> **EXERCISE INSTRUCTIONS**
Because the lines must stay identical, write out the data without changing anything.

> **LISTED RECORDS**
□ □ □ □ □ □ □

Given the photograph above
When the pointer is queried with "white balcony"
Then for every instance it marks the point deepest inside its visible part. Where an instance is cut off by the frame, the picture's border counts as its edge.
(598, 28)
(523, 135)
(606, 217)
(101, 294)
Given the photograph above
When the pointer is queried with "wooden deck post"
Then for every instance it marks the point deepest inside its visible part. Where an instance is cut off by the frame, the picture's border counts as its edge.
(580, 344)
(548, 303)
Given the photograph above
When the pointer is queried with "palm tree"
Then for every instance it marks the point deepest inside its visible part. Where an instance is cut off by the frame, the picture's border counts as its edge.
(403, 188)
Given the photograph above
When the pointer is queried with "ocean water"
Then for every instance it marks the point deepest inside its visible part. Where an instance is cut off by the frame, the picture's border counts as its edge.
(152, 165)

□ □ □ □ □ □ □

> **THE ANSWER**
Given the photograph above
When the pointer is queried with "white balcony"
Then for every instance it marks the point deepest inside its visible part. Where an instance is cut off by the frame, the picture's border counts as its edge.
(598, 28)
(523, 135)
(606, 217)
(101, 294)
Given the photograph above
When the pointer is queried with "wooden deck post"
Then for every instance it marks the point deepest inside its visible part. Where an instance is cut off by the frame, the picture's border counts as its edge.
(580, 344)
(548, 303)
Given the photograph above
When the pointer is queried with "palm tree"
Then for every instance it marks the point deepest inside its visible part. Where an instance is cut off by the frame, the picture's border counts as its edge.
(403, 188)
Given the photograph above
When the pointer is queried with "ocean water"
Then for every instance it marks the point deepest inside its visible part. Where an instance is cut off by the frame, the picture's border counts as its edge.
(152, 165)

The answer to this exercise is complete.